• _Action item_
Match on the string "bare" in the entries below and return every matching line.

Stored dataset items
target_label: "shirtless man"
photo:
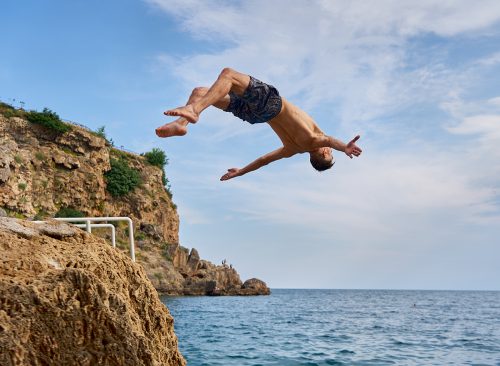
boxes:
[156,68,362,181]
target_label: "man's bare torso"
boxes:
[268,97,325,154]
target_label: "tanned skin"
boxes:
[156,68,362,181]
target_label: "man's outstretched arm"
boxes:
[220,147,294,181]
[314,135,362,158]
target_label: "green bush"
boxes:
[105,158,141,197]
[35,152,46,161]
[95,126,106,139]
[143,148,168,168]
[143,148,174,196]
[55,207,85,218]
[26,108,71,134]
[94,126,114,146]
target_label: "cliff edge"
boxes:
[0,217,186,366]
[0,104,269,296]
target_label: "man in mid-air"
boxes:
[156,68,362,181]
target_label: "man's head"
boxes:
[309,147,335,172]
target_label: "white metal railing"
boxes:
[34,217,135,261]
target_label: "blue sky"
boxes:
[2,0,500,290]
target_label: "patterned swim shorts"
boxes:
[224,76,282,124]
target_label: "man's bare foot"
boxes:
[155,121,187,138]
[164,104,199,123]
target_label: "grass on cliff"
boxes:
[25,108,71,134]
[105,158,141,197]
[0,102,27,118]
[1,103,70,135]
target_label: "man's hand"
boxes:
[345,135,362,159]
[220,168,241,181]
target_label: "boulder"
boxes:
[241,278,271,295]
[0,218,185,366]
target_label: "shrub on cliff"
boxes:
[143,148,168,168]
[95,126,107,139]
[105,158,141,197]
[142,148,173,197]
[94,126,114,146]
[55,207,85,218]
[26,108,71,134]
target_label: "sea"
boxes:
[161,289,500,366]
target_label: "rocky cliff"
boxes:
[0,105,269,296]
[0,217,186,366]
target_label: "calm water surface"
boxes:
[162,289,500,365]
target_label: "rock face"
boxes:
[0,115,179,244]
[0,218,186,366]
[0,110,270,296]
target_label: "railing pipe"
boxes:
[53,217,135,261]
[74,223,116,248]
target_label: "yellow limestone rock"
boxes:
[0,218,186,366]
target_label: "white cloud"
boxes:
[152,0,498,210]
[488,96,500,106]
[448,114,500,138]
[318,0,500,36]
[224,149,498,236]
[176,205,211,225]
[144,0,500,288]
[146,0,500,213]
[477,51,500,66]
[146,0,500,123]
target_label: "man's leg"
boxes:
[164,68,250,123]
[156,87,230,138]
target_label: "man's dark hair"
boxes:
[310,156,334,172]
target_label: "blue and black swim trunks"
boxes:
[224,76,282,124]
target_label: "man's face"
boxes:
[309,147,335,171]
[313,147,333,163]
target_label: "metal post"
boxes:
[110,224,116,248]
[52,217,136,262]
[73,223,116,248]
[126,217,135,262]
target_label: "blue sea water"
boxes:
[162,289,500,366]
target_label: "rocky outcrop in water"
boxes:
[148,245,270,296]
[0,217,186,366]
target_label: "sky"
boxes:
[1,0,500,290]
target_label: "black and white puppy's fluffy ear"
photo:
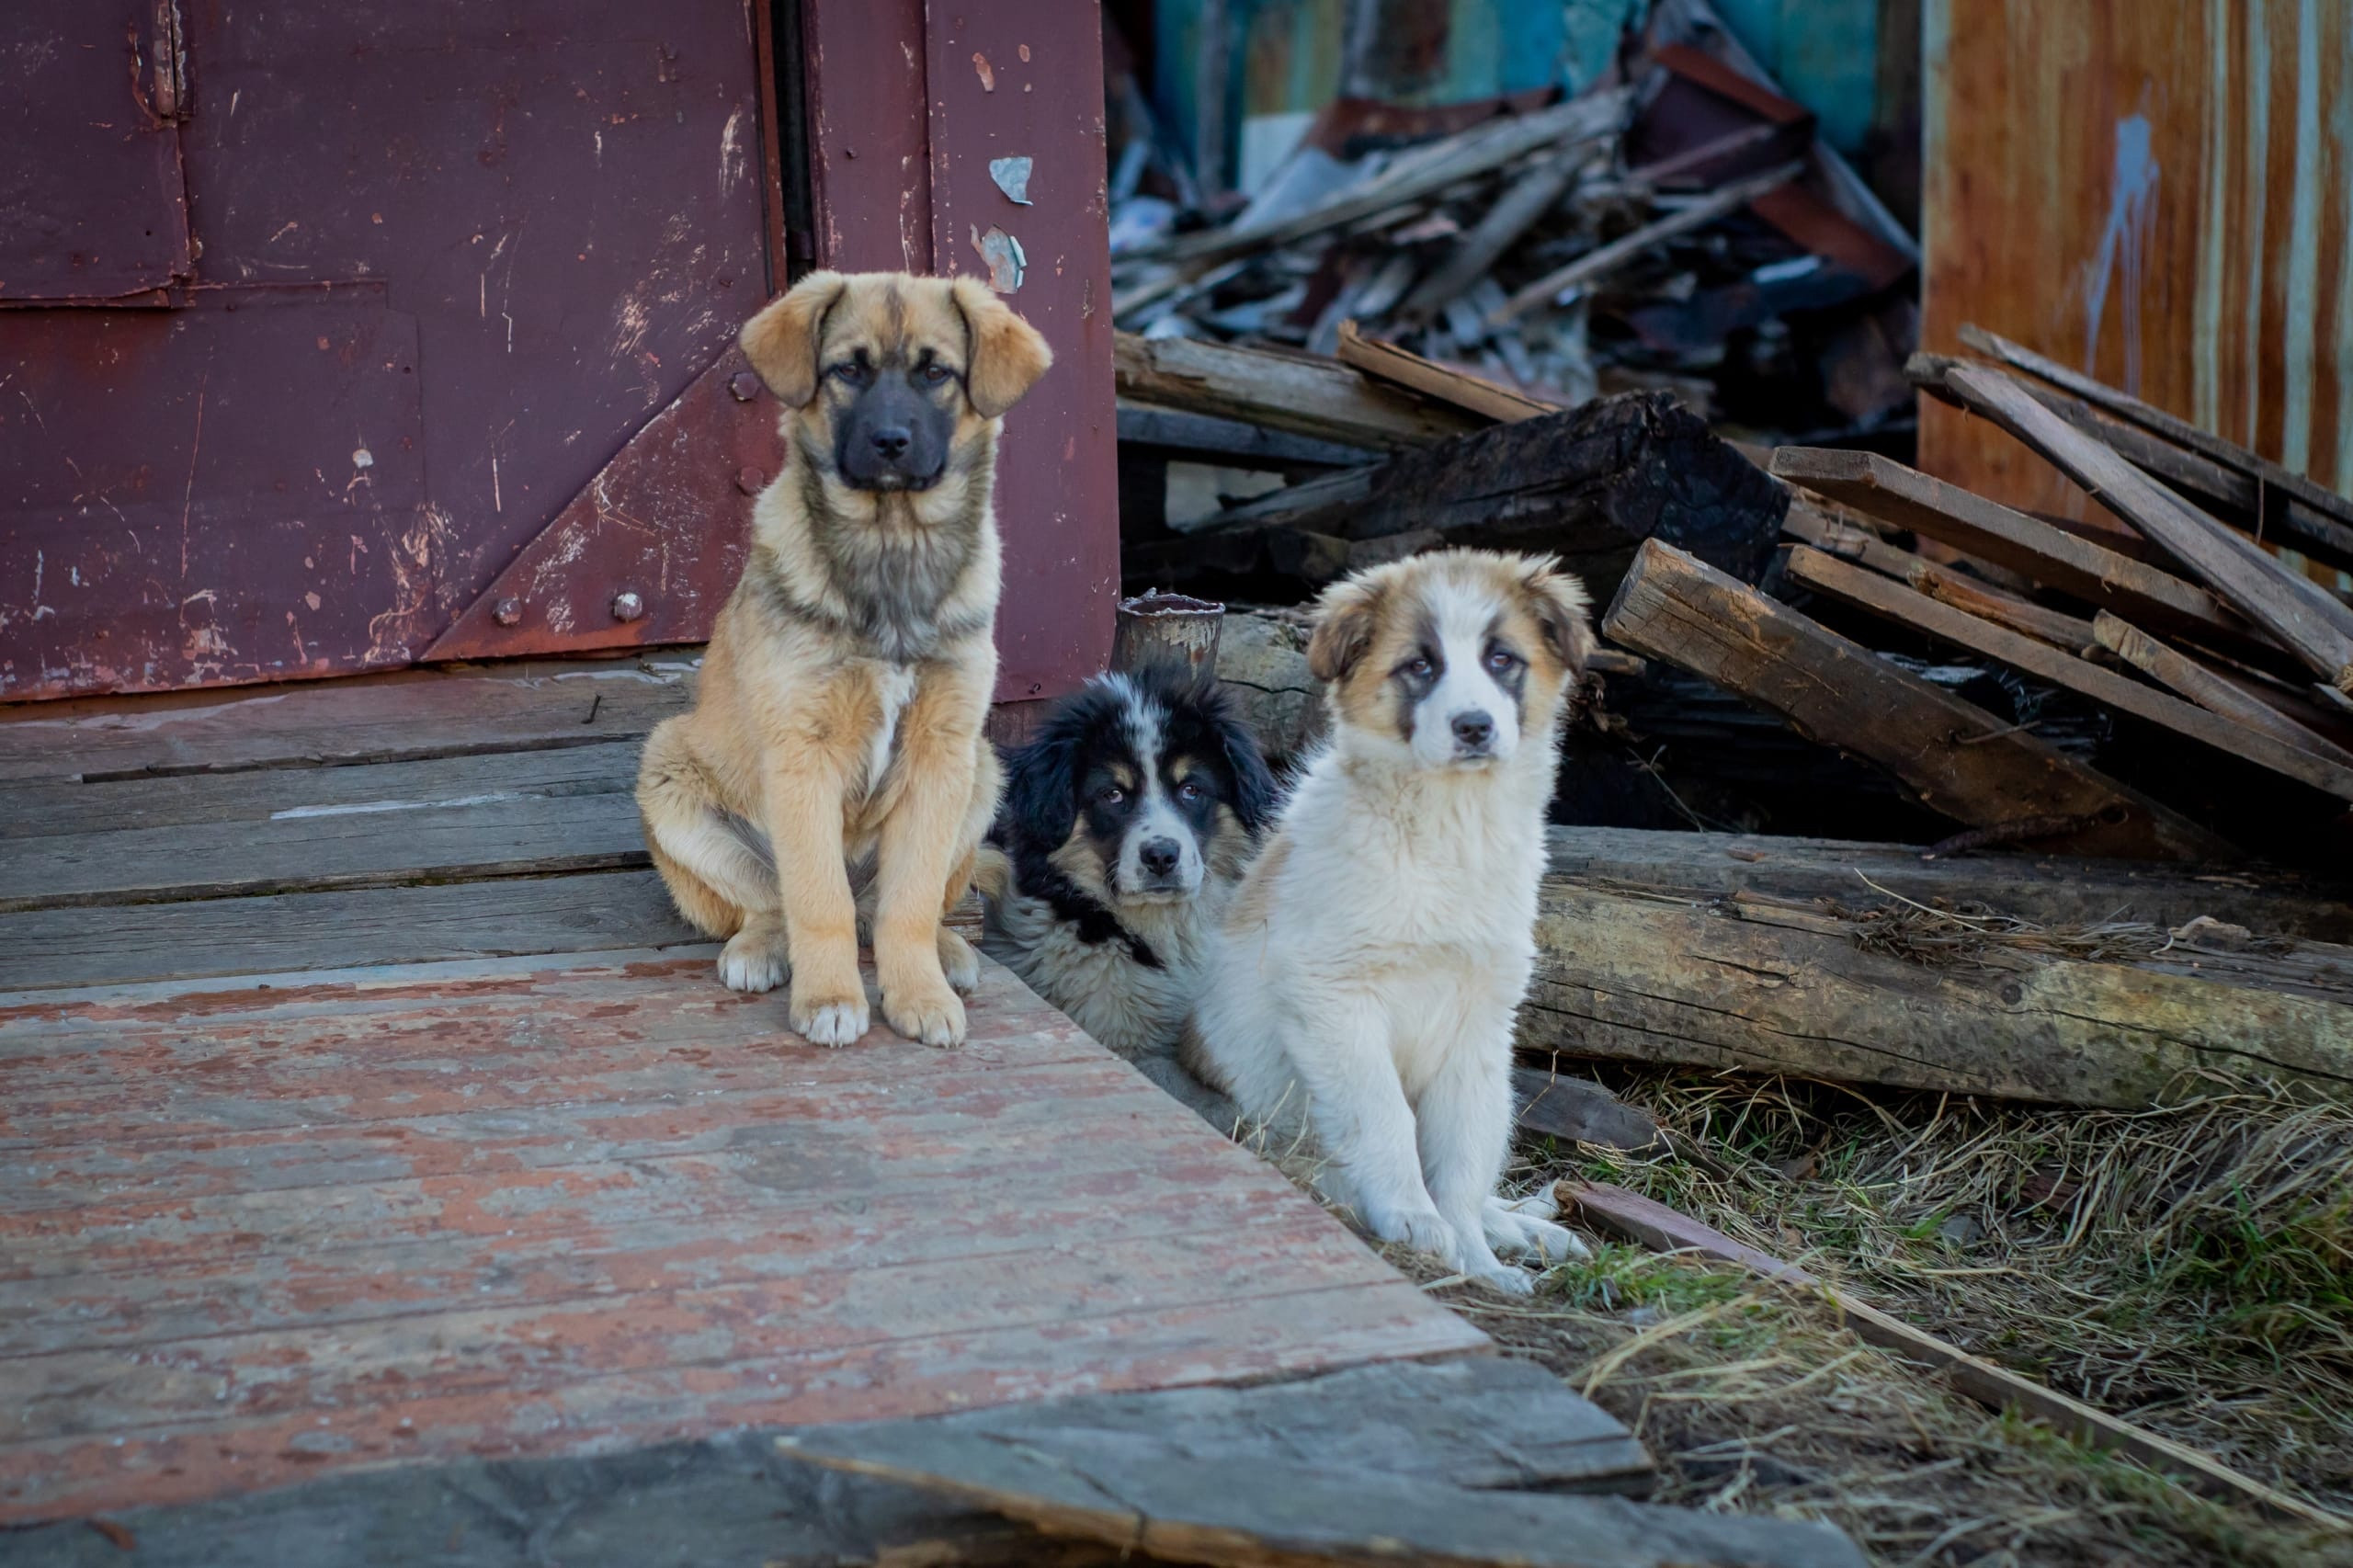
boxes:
[998,722,1082,852]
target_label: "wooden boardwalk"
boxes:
[0,658,1489,1528]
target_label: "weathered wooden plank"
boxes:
[2,1281,1479,1526]
[1566,1179,2353,1535]
[779,1422,1865,1568]
[1771,448,2256,650]
[0,1361,1648,1568]
[1513,1068,1662,1150]
[0,739,643,839]
[1599,540,2234,861]
[1542,825,2353,941]
[1960,324,2353,559]
[0,961,1097,1164]
[1788,545,2353,802]
[0,1156,1327,1356]
[0,869,698,991]
[1521,881,2353,1108]
[1333,320,1560,423]
[0,952,1488,1523]
[1918,359,2353,689]
[1112,333,1480,451]
[3,788,647,911]
[2091,615,2353,771]
[0,658,695,783]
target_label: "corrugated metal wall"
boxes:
[1922,0,2353,548]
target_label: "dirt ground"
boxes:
[1393,1067,2353,1567]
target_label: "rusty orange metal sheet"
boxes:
[1921,1,2353,528]
[0,955,1485,1522]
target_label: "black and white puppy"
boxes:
[975,665,1275,1062]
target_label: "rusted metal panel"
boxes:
[421,351,779,660]
[0,290,428,698]
[1921,1,2353,531]
[0,1,192,302]
[0,2,768,699]
[0,953,1483,1521]
[921,0,1121,699]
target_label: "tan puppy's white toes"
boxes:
[937,927,983,995]
[793,994,870,1048]
[885,983,967,1049]
[719,924,790,994]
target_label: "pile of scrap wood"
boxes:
[1108,0,1917,448]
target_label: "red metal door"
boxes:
[0,2,193,303]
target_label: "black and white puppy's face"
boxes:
[1001,667,1275,913]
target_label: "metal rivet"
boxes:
[735,465,766,494]
[729,371,762,402]
[611,590,646,623]
[493,597,522,627]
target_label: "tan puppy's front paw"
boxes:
[883,980,967,1048]
[790,984,870,1047]
[719,924,790,993]
[937,926,983,994]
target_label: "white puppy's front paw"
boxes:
[1471,1262,1540,1296]
[1484,1191,1591,1263]
[718,927,789,993]
[1359,1201,1461,1262]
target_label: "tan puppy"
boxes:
[636,271,1051,1047]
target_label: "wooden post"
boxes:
[1112,592,1224,680]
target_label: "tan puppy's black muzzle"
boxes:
[834,357,957,492]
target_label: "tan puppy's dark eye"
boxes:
[828,362,861,383]
[922,363,952,385]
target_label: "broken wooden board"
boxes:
[0,952,1488,1524]
[1600,540,2234,861]
[1519,880,2353,1108]
[0,1358,1649,1568]
[1334,319,1560,423]
[1915,359,2353,690]
[778,1422,1865,1568]
[1541,825,2353,942]
[2093,615,2353,771]
[1514,1067,1664,1151]
[1113,334,1480,451]
[1960,324,2353,571]
[1565,1180,2353,1536]
[1771,449,2260,655]
[1787,545,2353,802]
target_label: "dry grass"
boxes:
[1403,1066,2353,1565]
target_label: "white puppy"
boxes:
[1182,550,1594,1292]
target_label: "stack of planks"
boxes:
[1598,324,2353,871]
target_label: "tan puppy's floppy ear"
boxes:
[1518,555,1595,673]
[950,277,1053,417]
[739,270,845,406]
[1306,573,1384,684]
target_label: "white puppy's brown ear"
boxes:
[1518,556,1595,675]
[739,271,846,406]
[1306,574,1384,684]
[951,277,1053,417]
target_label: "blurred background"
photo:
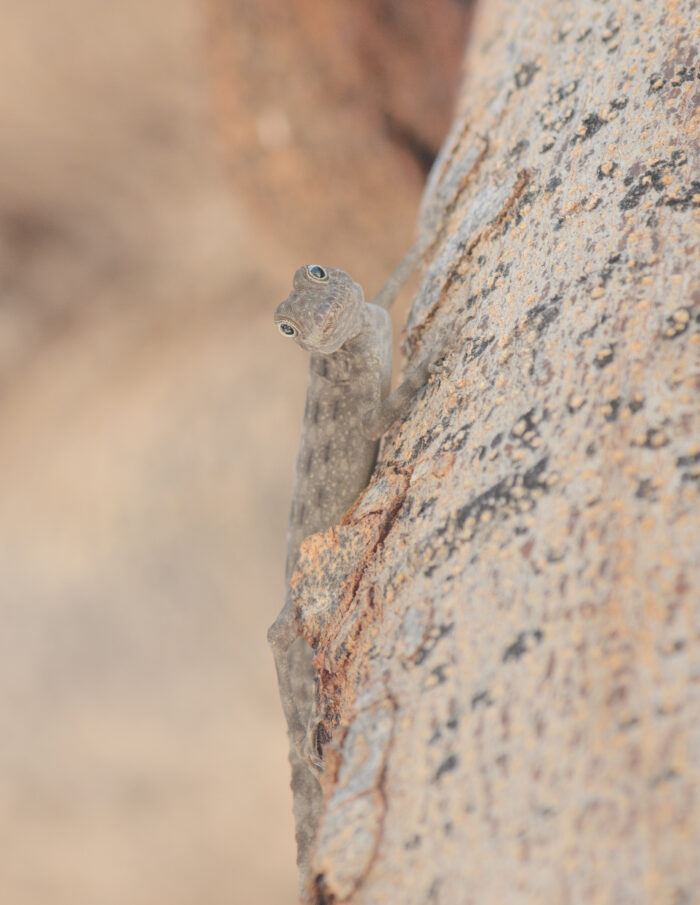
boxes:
[0,1,471,902]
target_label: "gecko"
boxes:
[267,244,441,888]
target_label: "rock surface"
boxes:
[293,0,700,901]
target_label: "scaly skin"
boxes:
[268,254,435,895]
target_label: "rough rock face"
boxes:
[290,0,700,901]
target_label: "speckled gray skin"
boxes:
[268,252,431,891]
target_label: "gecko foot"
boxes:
[301,715,327,776]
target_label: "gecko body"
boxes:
[269,253,434,889]
[281,268,392,580]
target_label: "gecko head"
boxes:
[274,265,365,354]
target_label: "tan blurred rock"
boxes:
[203,0,473,281]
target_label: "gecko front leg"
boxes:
[267,597,308,753]
[361,342,440,440]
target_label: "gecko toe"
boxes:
[302,718,328,776]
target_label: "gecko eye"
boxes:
[278,322,297,337]
[307,265,328,282]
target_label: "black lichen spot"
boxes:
[585,442,596,457]
[434,754,459,782]
[661,179,700,212]
[629,396,645,413]
[594,344,616,368]
[491,432,504,448]
[503,629,544,662]
[404,834,422,851]
[463,334,496,363]
[471,689,494,710]
[599,253,621,286]
[620,151,690,211]
[547,80,579,104]
[573,113,605,143]
[636,428,670,449]
[418,496,438,517]
[577,321,600,343]
[429,664,449,686]
[635,478,657,500]
[576,27,592,42]
[428,878,443,902]
[526,294,562,335]
[648,72,665,94]
[506,187,540,227]
[597,161,618,179]
[413,622,455,666]
[436,421,473,455]
[619,717,640,731]
[620,179,650,211]
[650,767,680,787]
[557,107,575,130]
[670,65,697,86]
[670,890,691,905]
[523,457,549,489]
[677,451,700,468]
[663,308,691,339]
[510,408,546,449]
[419,458,551,571]
[514,61,540,89]
[409,422,445,460]
[603,398,621,422]
[509,138,530,161]
[601,22,620,43]
[479,261,512,298]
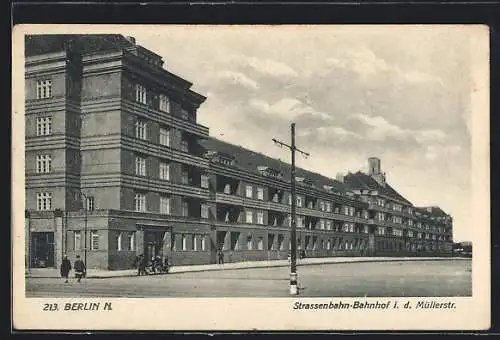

• _Result of the exercise_
target_label: "man's bare torso"
target_label: "man's bare foot"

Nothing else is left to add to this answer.